━━━━━ DOCUMENT TEXT ━━━━━
A browser application with an embedded analytical engine is a different proposition. For the right use case, deployment can become little more than publishing static assets and making a Parquet file available.

That will not work for every application. Authentication, centrally controlled data, write operations, very large datasets and business logic will often require a backend. React is also a rather larger commitment than writing twenty lines of Streamlit.

But for portable exploratory tools, public datasets, offline applications or self-contained analytical reports, the model is very appealing.

A genomics presentation from the Hartwig Medical Foundation showed another good example: a data-heavy application combining DuckDB queries with interactive visualization. These applications felt less like dashboards and more like small analytical products.

SQL, search and agents¶

There were inevitably a few talks about agents.

Spotify presented a SQL layer built over user listening histories, allowing internal agents to query behavioural data. Altertable.ai presented a more unusual idea: adding search-oriented retrieval directly to DuckLake.

Their starting observation was that coding agents use grep constantly (and in fact it's something that's been bugging me, in explorations to use LLMs with Markdown notes). Before understanding a codebase precisely, they search for relevant fragments. But when agents interact with analytical data, we usually expect them to know the schema, identify the correct tables and generate a valid query immediately.

The missing primitive, in their framing, is schema-agnostic retrieval over the lakehouse.

Their implementation adds search indexes as Parquet "sidecars", close to the underlying data. The appeal is partly architectural: nobody particularly enjoys maintaining yet another pipeline to synchronize a database with a separate search engine.

I did not follow every implementation detail, so I would need to revisit the talk before forming a strong opinion. But the underlying idea seems right. Reliable agents over data will need more than text-to-SQL. They need ways to discover what data exists, retrieve likely relevant subsets, understand semantics, and only then formulate queries.
━━━━━ INFORMATION SHOWN ━━━━━
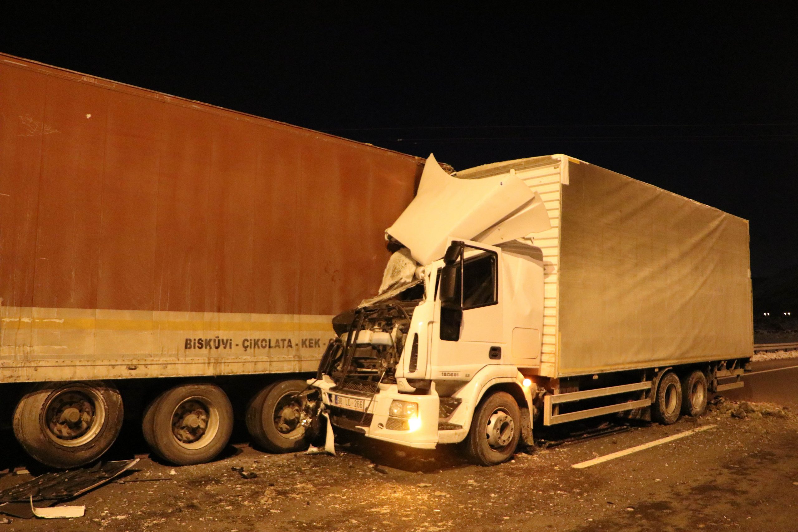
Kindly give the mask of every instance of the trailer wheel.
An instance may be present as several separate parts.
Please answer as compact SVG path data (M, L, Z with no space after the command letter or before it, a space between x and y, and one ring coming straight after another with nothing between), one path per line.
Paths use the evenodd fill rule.
M68 469L100 458L122 428L122 396L101 380L42 383L14 411L14 433L41 463Z
M706 410L709 386L704 372L697 369L681 381L681 413L698 417Z
M300 423L302 405L296 396L307 388L304 380L280 380L256 393L247 406L247 429L253 441L271 452L307 448L308 435Z
M495 466L512 456L521 434L521 412L512 396L496 392L474 412L465 439L465 455L480 466Z
M233 407L215 384L180 384L156 397L141 429L152 451L179 466L204 463L220 453L233 432Z
M654 420L663 425L676 423L681 412L681 384L676 373L668 372L659 380L655 399L651 405Z

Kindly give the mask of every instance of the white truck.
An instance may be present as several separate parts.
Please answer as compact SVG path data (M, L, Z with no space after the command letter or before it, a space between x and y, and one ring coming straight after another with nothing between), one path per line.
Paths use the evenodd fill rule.
M431 156L386 238L379 294L309 381L336 428L492 465L534 424L670 424L743 385L746 220L564 155L452 175Z

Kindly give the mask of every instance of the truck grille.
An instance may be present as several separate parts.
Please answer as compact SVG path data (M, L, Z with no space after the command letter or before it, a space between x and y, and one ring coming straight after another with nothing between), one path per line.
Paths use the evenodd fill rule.
M380 391L380 383L371 380L361 380L360 379L347 379L345 377L341 381L341 384L330 391L338 390L373 396Z
M400 420L397 417L389 417L385 421L385 428L391 431L409 431L410 424L407 420Z
M363 432L365 431L358 427L371 426L371 420L373 418L372 414L341 408L340 407L330 406L327 408L330 411L330 420L336 427Z

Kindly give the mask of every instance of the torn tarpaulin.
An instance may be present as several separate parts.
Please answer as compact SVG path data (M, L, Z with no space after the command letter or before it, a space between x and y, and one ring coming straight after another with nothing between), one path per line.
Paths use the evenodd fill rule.
M33 517L31 502L49 506L77 497L118 476L138 461L136 458L105 464L99 463L86 469L45 473L33 480L0 491L0 513L21 518Z

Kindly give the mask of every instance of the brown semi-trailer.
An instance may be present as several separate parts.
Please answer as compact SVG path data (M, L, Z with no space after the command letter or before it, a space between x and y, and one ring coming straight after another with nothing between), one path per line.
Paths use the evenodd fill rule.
━━━━━
» WORK ORDER 1
In two sentences, summarize the excerpt on DuckDB applications and agents.
» WORK ORDER 2
Reproduce word for word the part of the excerpt on DuckDB applications and agents that opens with the words containing "A browser application" and closes with "small analytical products.".
The material has nothing to do with the text.

» EXERCISE ANSWER 1
For suitable uses such as portable exploratory tools, public datasets, offline applications or self-contained analytical reports, a browser application with an embedded analytical engine can be deployed by publishing static assets and a Parquet file, though authentication, write operations, very large datasets and business logic often still need a backend. Among talks on agents, Spotify showed a SQL layer over listening histories, and Altertable.ai proposed adding search indexes to DuckLake as Parquet "sidecars", on the view that agents need to discover and retrieve relevant data before writing queries.

» EXERCISE ANSWER 2
A browser application with an embedded analytical engine is a different proposition. For the right use case, deployment can become little more than publishing static assets and making a Parquet file available.

That will not work for every application. Authentication, centrally controlled data, write operations, very large datasets and business logic will often require a backend. React is also a rather larger commitment than writing twenty lines of Streamlit.

But for portable exploratory tools, public datasets, offline applications or self-contained analytical reports, the model is very appealing.

A genomics presentation from the Hartwig Medical Foundation showed another good example: a data-heavy application combining DuckDB queries with interactive visualization. These applications felt less like dashboards and more like small analytical products.